### What to work on
Copy out the rows below word for word, from the first line down to and including the line that holds "[[192, 14, 352, 136], [248, 156, 445, 297]]".

=====

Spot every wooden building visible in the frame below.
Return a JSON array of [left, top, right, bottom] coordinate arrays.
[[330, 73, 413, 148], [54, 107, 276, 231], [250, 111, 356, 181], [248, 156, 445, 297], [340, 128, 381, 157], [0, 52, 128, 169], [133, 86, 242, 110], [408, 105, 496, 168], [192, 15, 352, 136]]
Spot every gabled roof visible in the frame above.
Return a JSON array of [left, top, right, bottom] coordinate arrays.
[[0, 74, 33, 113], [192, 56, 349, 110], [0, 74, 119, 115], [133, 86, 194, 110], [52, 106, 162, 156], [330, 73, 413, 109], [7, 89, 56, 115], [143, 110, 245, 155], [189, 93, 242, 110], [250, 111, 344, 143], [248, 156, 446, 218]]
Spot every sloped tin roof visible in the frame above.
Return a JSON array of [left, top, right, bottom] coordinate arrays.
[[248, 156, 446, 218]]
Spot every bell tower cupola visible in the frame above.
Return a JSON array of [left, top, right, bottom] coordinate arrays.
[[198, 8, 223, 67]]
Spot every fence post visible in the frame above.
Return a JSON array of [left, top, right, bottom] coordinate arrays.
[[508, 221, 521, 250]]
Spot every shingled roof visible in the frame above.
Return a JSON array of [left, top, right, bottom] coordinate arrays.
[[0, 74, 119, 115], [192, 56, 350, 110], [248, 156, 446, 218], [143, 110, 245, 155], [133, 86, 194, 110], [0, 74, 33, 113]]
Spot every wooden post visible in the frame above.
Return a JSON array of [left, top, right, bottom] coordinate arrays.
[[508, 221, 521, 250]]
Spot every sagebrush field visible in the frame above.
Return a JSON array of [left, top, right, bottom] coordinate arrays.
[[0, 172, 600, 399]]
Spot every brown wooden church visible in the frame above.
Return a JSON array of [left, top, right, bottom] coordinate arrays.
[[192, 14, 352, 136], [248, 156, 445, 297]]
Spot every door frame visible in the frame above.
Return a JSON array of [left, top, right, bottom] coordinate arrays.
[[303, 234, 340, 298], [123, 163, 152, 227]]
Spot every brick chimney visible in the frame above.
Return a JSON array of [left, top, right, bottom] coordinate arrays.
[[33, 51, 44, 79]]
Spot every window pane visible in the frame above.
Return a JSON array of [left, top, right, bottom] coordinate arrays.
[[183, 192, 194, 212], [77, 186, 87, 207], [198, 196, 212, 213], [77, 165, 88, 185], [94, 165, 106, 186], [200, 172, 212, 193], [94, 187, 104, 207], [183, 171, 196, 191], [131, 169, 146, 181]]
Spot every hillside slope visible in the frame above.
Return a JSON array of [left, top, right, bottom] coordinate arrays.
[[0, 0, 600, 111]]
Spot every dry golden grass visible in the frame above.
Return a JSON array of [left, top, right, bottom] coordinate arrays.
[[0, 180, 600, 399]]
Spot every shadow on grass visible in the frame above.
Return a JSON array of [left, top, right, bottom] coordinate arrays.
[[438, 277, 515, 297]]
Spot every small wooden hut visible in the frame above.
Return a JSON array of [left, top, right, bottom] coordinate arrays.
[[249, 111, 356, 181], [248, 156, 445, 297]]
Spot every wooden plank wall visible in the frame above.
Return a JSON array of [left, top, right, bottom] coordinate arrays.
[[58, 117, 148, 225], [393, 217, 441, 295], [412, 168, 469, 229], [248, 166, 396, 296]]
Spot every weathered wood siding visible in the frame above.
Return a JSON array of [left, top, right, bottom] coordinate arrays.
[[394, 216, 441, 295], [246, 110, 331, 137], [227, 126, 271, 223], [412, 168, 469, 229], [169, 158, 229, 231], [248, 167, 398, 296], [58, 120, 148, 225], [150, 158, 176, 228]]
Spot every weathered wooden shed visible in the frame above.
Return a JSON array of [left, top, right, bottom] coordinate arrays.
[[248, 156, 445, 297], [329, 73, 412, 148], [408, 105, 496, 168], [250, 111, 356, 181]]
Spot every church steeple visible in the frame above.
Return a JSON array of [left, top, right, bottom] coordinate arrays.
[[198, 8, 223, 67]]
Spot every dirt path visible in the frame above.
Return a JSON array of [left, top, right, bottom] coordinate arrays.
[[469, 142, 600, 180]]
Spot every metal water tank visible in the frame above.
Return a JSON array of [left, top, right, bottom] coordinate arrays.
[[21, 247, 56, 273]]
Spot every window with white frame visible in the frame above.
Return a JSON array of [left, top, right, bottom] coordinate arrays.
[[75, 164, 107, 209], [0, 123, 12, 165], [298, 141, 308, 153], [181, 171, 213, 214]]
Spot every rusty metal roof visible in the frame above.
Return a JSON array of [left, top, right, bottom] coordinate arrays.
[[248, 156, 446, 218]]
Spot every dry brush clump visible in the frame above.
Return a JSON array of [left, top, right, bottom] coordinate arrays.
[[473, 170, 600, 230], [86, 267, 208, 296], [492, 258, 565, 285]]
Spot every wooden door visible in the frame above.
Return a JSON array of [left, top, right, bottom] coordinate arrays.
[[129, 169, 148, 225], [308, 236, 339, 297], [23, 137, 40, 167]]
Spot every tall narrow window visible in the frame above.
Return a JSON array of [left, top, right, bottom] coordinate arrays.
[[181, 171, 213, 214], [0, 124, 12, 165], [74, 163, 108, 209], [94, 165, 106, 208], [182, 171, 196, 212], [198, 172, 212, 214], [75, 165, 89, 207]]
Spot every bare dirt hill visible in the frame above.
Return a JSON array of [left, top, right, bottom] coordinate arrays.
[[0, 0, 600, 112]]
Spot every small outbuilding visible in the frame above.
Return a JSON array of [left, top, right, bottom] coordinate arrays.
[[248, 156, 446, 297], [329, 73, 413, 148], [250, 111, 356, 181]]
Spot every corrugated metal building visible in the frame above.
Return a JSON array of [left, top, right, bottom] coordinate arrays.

=====

### Response for this exercise
Spot every wooden building visible in the frame below.
Return a JSON array of [left, top, right, bottom] coordinate arrays.
[[330, 73, 413, 148], [54, 107, 276, 231], [250, 111, 356, 181], [248, 156, 445, 297], [340, 128, 381, 157], [0, 52, 128, 169], [133, 86, 242, 110], [408, 105, 496, 168], [192, 15, 352, 136]]
Spot every gabled roof visible in the frame above.
Return a JSON array of [left, top, right, bottom] coordinate arrays.
[[0, 74, 33, 113], [192, 56, 349, 110], [0, 74, 119, 115], [133, 86, 194, 110], [52, 106, 162, 156], [330, 73, 413, 109], [7, 89, 56, 115], [143, 110, 245, 155], [189, 93, 242, 110], [250, 111, 344, 143], [248, 156, 446, 218]]
Spot every sloped tin roof visible in the frame above.
Return a JSON array of [left, top, right, bottom] coordinate arrays.
[[248, 156, 446, 218]]
Spot every bell tower cupola visible in the frame above.
Return a JSON array of [left, top, right, bottom] coordinate arrays.
[[198, 8, 223, 67]]
Spot every fence post visible in the frame above.
Return a JSON array of [left, top, right, bottom] coordinate arrays.
[[508, 221, 521, 250]]
Spot every shingled roof visible in the frame above.
Return a JSON array of [left, top, right, bottom] coordinate arrays.
[[0, 74, 119, 115], [192, 56, 350, 110], [248, 156, 446, 218], [143, 110, 245, 155], [133, 86, 194, 110], [0, 74, 33, 113]]
Spot every wooden post visible in the frame above.
Return a JSON array of [left, top, right, bottom] coordinate arrays.
[[508, 221, 521, 250]]
Spot every sagebrush field visible in the frame above.
Return a JSON array of [left, top, right, bottom] coordinate arrays.
[[0, 172, 600, 399]]
Spot every brown wooden church visible in the frame above.
Return a JSON array of [left, top, right, bottom] coordinate arrays.
[[192, 14, 352, 136], [248, 156, 445, 297]]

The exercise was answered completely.